Sunday May 28 / 11.15am / Alliance Francaise
Short Films Package – 77 min
ASIA PACIFIC SHORTS
KASHISH MIQFF is proud to be a member of Asia Pacific Queer Film Festival Alliance – a network of seventeen queer film festivals throughout the Asia Pacific that aims to nurture the amazing queer films being made in the region.
Sunday May 28 / 1.00pm / Alliance Francaise
Documentary Short
HELL OR HIGH WATER
Dir: Asurf Oluseyi
32 min / 2016 / Nigeria / English / Narrative Short / Indian Premiere
Pastor Gbolahan is loved and adored by the people around him. Things change for him when he confronts a hidden truth about himself – a truth that could make or break him psychologically.
Followed by
Short Films Package – 70 min
DOCUMENTARY SHORTS COMPETITION 2
The second program of documentary shorts nominated in competition, focus on the acceptance of its queer subjects in their own homelands. The Best Documentary Short award, from this year also carries a cash prize of Rs 10,000 instituted by the K.F. Patil Charitable Trust, Mumbai.
Sunday May 28 / 3.00pm / Alliance Francaise
Documentary Feature
LISTEN TO ME: UNTOLD STORIES BEYOND HATRED
Dir: Gagik Ghazareh
76 min / 2016 / Armenia, Georgia / Armenian / Documentary Feature / Asian Premiere
In 2012, after the explosion at a local LGBT friendly pub in Yerevan, the capital city of Armenia and the attacks on the Diversity Parade, hate crime for the LGBT Community has been gaining a momentum and is continuing doing so to this date. 10 representatives of Armenian LGBT community braved to come out of the closet and talk about their experiences in front of the camera, in a country where majority of population is against giving them any rights.

■ **RECORDED INFORMATION**
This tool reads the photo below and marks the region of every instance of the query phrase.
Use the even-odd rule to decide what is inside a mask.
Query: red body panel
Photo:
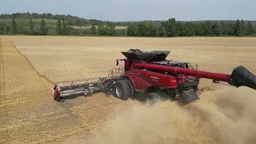
[[[185,77],[178,78],[171,75],[136,69],[126,70],[125,75],[132,81],[135,90],[146,90],[151,86],[176,88],[186,79]]]
[[[149,70],[150,69],[159,70],[166,71],[170,73],[181,74],[186,74],[188,76],[195,76],[198,78],[209,78],[209,79],[214,79],[214,80],[218,80],[218,81],[223,81],[223,82],[227,82],[228,79],[230,78],[230,74],[211,73],[211,72],[190,70],[190,69],[183,69],[180,67],[165,66],[154,65],[154,64],[149,64],[149,63],[134,62],[132,64],[132,67],[145,68]]]

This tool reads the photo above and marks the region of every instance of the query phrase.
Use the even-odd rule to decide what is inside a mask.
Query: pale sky
[[[256,0],[0,0],[0,13],[71,14],[103,21],[256,20]]]

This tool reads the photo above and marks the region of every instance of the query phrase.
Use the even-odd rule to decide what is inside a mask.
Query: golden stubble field
[[[130,48],[170,50],[169,59],[190,62],[200,70],[230,74],[242,65],[256,74],[254,38],[1,39],[1,132],[6,143],[256,142],[256,93],[247,88],[203,80],[200,86],[210,90],[182,109],[168,102],[149,108],[104,94],[58,103],[50,90],[52,82],[107,76],[115,59],[124,58],[121,51]]]

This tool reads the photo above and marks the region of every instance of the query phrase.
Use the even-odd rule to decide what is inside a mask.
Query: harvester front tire
[[[127,82],[127,84],[130,86],[130,98],[133,98],[134,96],[134,86],[133,83],[130,81],[129,78],[126,78],[126,81]]]
[[[130,87],[127,80],[119,80],[115,83],[115,94],[122,100],[127,100],[130,95]]]

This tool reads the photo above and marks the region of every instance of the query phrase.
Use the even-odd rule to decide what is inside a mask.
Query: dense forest
[[[125,28],[118,29],[121,26]],[[0,34],[183,37],[255,34],[255,22],[243,19],[181,22],[172,18],[166,21],[104,22],[50,13],[0,14]]]

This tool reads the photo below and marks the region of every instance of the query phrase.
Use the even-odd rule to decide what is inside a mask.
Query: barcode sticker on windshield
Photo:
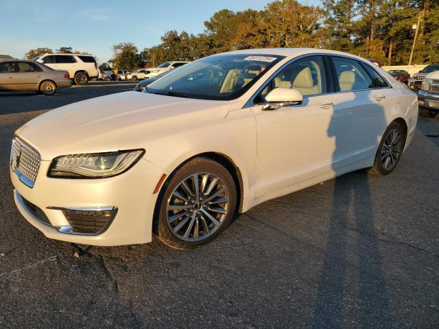
[[[275,57],[268,56],[248,56],[244,58],[244,60],[258,60],[259,62],[273,62],[276,60]]]

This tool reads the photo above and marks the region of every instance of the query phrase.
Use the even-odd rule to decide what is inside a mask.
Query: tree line
[[[197,35],[169,31],[141,51],[132,42],[115,45],[109,62],[131,70],[231,50],[306,47],[405,65],[418,23],[412,63],[439,62],[439,0],[323,0],[321,7],[276,0],[263,10],[224,9]]]

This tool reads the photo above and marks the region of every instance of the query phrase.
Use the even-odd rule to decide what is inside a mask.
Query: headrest
[[[352,71],[344,71],[340,74],[340,77],[338,80],[340,84],[352,84],[355,83],[355,73]]]
[[[297,75],[293,82],[294,88],[312,88],[313,86],[313,76],[311,74],[311,69],[309,67],[303,69]]]

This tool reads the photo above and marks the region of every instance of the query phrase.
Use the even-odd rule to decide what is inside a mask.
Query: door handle
[[[382,95],[377,95],[377,96],[374,96],[374,97],[378,101],[381,101],[385,98],[385,96],[383,96]]]
[[[330,108],[334,106],[334,103],[331,101],[329,101],[324,103],[320,103],[318,106],[322,108]]]

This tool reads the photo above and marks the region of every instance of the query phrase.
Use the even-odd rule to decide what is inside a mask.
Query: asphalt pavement
[[[439,121],[420,118],[392,174],[265,202],[202,247],[82,253],[20,215],[10,140],[48,110],[134,87],[107,84],[0,93],[0,328],[439,328]]]

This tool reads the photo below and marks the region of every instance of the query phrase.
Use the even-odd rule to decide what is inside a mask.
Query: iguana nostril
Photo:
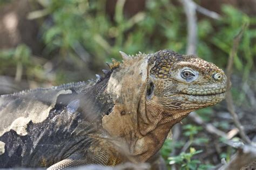
[[[213,79],[217,81],[221,81],[223,79],[223,76],[220,73],[216,73],[213,75]]]

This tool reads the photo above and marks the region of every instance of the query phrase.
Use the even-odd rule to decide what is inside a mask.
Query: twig
[[[191,112],[188,115],[188,117],[197,124],[203,126],[210,133],[228,139],[226,133],[217,129],[210,123],[206,123],[195,112]]]
[[[241,40],[242,34],[244,33],[244,32],[245,31],[247,26],[248,24],[247,23],[244,24],[242,29],[241,29],[241,31],[235,37],[233,40],[233,47],[230,53],[230,55],[228,58],[228,62],[226,68],[226,75],[228,80],[227,87],[231,86],[230,80],[231,77],[231,74],[232,73],[234,57],[237,54],[238,46],[239,45],[239,42]],[[241,136],[241,138],[245,141],[245,143],[247,144],[251,144],[251,141],[248,136],[246,134],[244,130],[244,128],[239,120],[237,114],[235,113],[234,107],[233,104],[233,98],[230,91],[228,91],[227,93],[226,101],[227,104],[227,110],[233,117],[233,120],[234,121],[234,123],[237,128],[239,130],[239,134]]]
[[[172,145],[174,146],[176,143],[177,143],[177,141],[178,140],[181,134],[181,125],[180,123],[178,123],[176,124],[174,127],[172,128],[172,131],[173,131],[173,135],[172,135]],[[177,149],[175,147],[173,147],[172,148],[172,152],[170,154],[170,157],[173,157],[175,155],[176,155],[176,152],[177,152]],[[171,165],[171,169],[172,170],[176,170],[176,167],[175,164],[172,164]]]
[[[196,54],[197,43],[197,5],[191,0],[180,0],[187,19],[187,54]]]
[[[221,17],[218,13],[207,10],[207,9],[204,8],[198,4],[196,4],[196,5],[197,6],[197,11],[198,11],[199,12],[215,19],[220,19]]]
[[[228,164],[221,166],[219,170],[241,169],[242,167],[253,163],[255,160],[256,147],[250,145],[241,145],[239,147],[238,153],[231,158]]]

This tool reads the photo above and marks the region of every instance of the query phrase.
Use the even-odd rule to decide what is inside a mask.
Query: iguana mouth
[[[226,88],[219,89],[194,89],[194,90],[183,90],[181,94],[187,95],[191,95],[194,96],[214,96],[217,95],[225,94],[226,93]]]

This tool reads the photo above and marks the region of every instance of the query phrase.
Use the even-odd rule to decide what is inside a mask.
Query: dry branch
[[[232,47],[232,49],[231,49],[231,52],[230,53],[230,55],[228,58],[228,64],[227,64],[227,66],[226,68],[226,75],[227,75],[227,77],[228,80],[228,81],[227,81],[228,87],[231,86],[230,80],[231,80],[231,74],[232,73],[234,57],[237,54],[238,46],[239,45],[239,42],[241,40],[242,34],[244,33],[244,32],[245,31],[247,26],[247,24],[245,24],[243,25],[241,31],[235,37],[233,40],[233,47]],[[248,136],[246,134],[244,130],[244,128],[238,119],[238,116],[237,114],[235,113],[234,104],[233,104],[233,98],[232,98],[232,94],[230,91],[228,91],[227,93],[226,101],[227,101],[227,110],[228,110],[228,111],[230,112],[230,114],[233,117],[233,120],[234,121],[234,123],[235,126],[237,126],[237,128],[239,130],[239,134],[241,136],[241,138],[245,141],[245,143],[247,144],[251,144],[251,140],[248,137]]]

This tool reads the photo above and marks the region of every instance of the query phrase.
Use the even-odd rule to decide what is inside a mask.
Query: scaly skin
[[[196,56],[121,54],[96,83],[0,97],[0,168],[154,164],[173,125],[225,97],[224,72]]]
[[[103,125],[111,136],[119,137],[123,146],[127,144],[135,161],[156,154],[172,126],[190,112],[225,97],[224,72],[196,56],[168,50],[130,59],[122,55],[126,60],[109,81],[114,107],[103,117]]]

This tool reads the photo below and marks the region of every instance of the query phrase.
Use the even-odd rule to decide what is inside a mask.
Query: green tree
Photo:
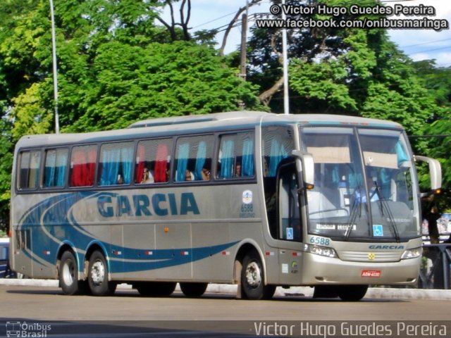
[[[208,46],[189,42],[146,48],[105,44],[95,83],[80,93],[86,112],[69,131],[115,129],[149,118],[259,108],[257,89]]]

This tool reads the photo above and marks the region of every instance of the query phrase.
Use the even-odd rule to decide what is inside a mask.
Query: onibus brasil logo
[[[6,322],[6,337],[47,337],[51,325],[40,323]]]

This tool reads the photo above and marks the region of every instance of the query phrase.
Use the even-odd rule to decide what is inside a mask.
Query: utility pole
[[[241,47],[240,60],[240,76],[246,81],[246,39],[247,35],[247,14],[249,11],[249,0],[246,0],[246,13],[241,17]]]
[[[55,133],[59,134],[59,115],[58,114],[58,70],[56,66],[56,42],[55,39],[55,14],[54,1],[50,1],[50,16],[51,19],[51,51],[54,65],[54,99],[55,101]]]
[[[282,6],[285,6],[285,0],[282,0]],[[285,23],[286,15],[282,11],[282,20]],[[290,113],[290,100],[288,96],[288,60],[287,53],[287,29],[282,30],[282,58],[283,63],[283,111]]]
[[[247,14],[241,17],[241,58],[240,61],[240,76],[246,81],[246,32],[247,31]]]

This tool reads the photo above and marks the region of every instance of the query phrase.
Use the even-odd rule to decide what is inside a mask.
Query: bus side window
[[[40,163],[40,151],[23,151],[20,154],[20,171],[18,173],[19,189],[37,188],[39,182]]]
[[[133,142],[102,144],[99,185],[129,184],[132,181]]]
[[[67,148],[46,150],[43,182],[44,187],[64,187],[68,154]]]
[[[148,139],[138,143],[135,158],[135,182],[168,182],[172,139]]]
[[[97,146],[79,146],[72,149],[70,187],[92,187],[95,177]]]
[[[180,137],[175,152],[175,182],[210,180],[213,136]]]
[[[217,177],[222,180],[252,177],[255,175],[252,132],[221,135]]]

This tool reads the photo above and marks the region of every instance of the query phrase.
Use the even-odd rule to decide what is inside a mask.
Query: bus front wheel
[[[276,292],[275,285],[265,285],[261,259],[256,251],[250,251],[242,260],[241,289],[247,299],[269,299]]]
[[[116,283],[108,280],[108,266],[104,254],[96,251],[89,258],[88,284],[94,296],[108,296],[116,291]]]
[[[86,292],[85,282],[78,280],[77,261],[72,251],[65,251],[58,269],[59,284],[66,294],[74,295]]]

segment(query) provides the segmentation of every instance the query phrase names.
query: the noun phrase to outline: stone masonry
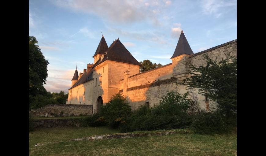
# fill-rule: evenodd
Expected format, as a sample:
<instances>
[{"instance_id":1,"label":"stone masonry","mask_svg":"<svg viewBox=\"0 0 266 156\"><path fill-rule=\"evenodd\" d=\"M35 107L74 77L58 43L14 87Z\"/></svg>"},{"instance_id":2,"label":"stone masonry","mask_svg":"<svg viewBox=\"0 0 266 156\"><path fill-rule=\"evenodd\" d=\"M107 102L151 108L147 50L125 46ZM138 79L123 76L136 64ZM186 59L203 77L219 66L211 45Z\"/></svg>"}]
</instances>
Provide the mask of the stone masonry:
<instances>
[{"instance_id":1,"label":"stone masonry","mask_svg":"<svg viewBox=\"0 0 266 156\"><path fill-rule=\"evenodd\" d=\"M92 114L92 105L48 104L37 110L32 110L30 113L34 117L54 117L55 114L59 115L61 113L64 117L89 115Z\"/></svg>"}]
</instances>

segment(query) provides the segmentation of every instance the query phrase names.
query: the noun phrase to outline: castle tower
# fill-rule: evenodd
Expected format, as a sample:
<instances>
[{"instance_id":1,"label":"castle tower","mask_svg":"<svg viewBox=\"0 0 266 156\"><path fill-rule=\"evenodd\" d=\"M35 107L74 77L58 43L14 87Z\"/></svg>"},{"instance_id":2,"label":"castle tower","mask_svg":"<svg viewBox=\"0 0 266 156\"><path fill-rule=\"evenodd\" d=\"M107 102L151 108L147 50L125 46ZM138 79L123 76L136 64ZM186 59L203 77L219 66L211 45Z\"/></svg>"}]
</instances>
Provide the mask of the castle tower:
<instances>
[{"instance_id":1,"label":"castle tower","mask_svg":"<svg viewBox=\"0 0 266 156\"><path fill-rule=\"evenodd\" d=\"M74 73L74 76L73 76L73 78L72 80L71 80L71 82L72 82L71 86L73 86L73 85L75 84L76 82L78 81L78 79L79 79L79 74L78 73L77 67L76 66L76 70L75 71L75 73Z\"/></svg>"},{"instance_id":2,"label":"castle tower","mask_svg":"<svg viewBox=\"0 0 266 156\"><path fill-rule=\"evenodd\" d=\"M94 64L95 64L96 62L101 58L102 55L104 54L104 52L106 52L108 49L108 45L106 43L106 41L105 41L105 39L103 35L96 50L96 51L95 52L95 54L92 57L94 58Z\"/></svg>"},{"instance_id":3,"label":"castle tower","mask_svg":"<svg viewBox=\"0 0 266 156\"><path fill-rule=\"evenodd\" d=\"M189 57L194 54L182 30L175 52L171 58L173 66L173 74L179 80L182 80L188 76L189 66L184 63L187 63Z\"/></svg>"}]
</instances>

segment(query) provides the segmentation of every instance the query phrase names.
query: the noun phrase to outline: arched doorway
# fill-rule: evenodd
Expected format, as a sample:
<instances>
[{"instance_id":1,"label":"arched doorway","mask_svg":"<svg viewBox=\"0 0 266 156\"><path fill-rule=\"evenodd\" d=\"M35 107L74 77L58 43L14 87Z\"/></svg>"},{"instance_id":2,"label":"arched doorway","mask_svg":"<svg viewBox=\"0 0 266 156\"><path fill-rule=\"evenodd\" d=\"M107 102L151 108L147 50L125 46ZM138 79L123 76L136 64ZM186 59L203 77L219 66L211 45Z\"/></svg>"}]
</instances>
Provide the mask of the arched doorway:
<instances>
[{"instance_id":1,"label":"arched doorway","mask_svg":"<svg viewBox=\"0 0 266 156\"><path fill-rule=\"evenodd\" d=\"M100 109L101 109L101 106L102 106L102 97L99 96L97 99L97 110L98 112L99 112Z\"/></svg>"}]
</instances>

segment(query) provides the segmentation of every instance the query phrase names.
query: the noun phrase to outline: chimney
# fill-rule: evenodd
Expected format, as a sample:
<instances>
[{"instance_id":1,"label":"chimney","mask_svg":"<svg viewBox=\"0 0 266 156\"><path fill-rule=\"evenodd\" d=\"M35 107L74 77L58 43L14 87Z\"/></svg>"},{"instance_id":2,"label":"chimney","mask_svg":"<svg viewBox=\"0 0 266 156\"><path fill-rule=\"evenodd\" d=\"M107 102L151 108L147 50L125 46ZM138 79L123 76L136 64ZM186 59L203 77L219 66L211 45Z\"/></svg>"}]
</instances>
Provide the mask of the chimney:
<instances>
[{"instance_id":1,"label":"chimney","mask_svg":"<svg viewBox=\"0 0 266 156\"><path fill-rule=\"evenodd\" d=\"M93 64L90 64L90 63L89 63L89 64L87 65L87 73L89 72L89 71L91 70L91 67L92 67L92 66L93 65Z\"/></svg>"}]
</instances>

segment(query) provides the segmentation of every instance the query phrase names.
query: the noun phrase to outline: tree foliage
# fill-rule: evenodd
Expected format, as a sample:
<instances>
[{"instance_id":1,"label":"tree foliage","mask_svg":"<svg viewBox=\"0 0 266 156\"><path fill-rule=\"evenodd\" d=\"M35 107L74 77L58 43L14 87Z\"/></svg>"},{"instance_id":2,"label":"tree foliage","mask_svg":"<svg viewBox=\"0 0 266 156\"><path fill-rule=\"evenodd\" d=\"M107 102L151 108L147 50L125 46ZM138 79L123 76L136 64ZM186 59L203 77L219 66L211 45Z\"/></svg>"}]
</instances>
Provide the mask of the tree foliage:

■ **WORK ORDER**
Please write the next part of the film festival screening schedule, starting after its last sentence.

■ **EXPECTED OUTPUT**
Sunday May 28 / 4.30pm / Alliance Francaise
Short Films Package – 36min
DECODING DRAG
Drag is not just about donning outrageous make-up and stilettos. It requires much more than that. Most importantly to be comfortable in the skin that one is in. A mixed package about the glitterati and grit that transforms one into a purrrfect drag queen!
Followed by
WE DID NOT FALL FROM THE SKY
Dir: Tabs Breese & Georgia Oakley
26 min / 2017 / India, UK / Kannada, Tamil, English / Documentary Short / World Premiere
A coming-of-age documentary following the lives of Pratiksha, Shalu and Purushi, three of Bangalore’s colourful, complicated LGBTQI community members struggling to find their place in contemporary Indian society, often via the only means of making a living available to them.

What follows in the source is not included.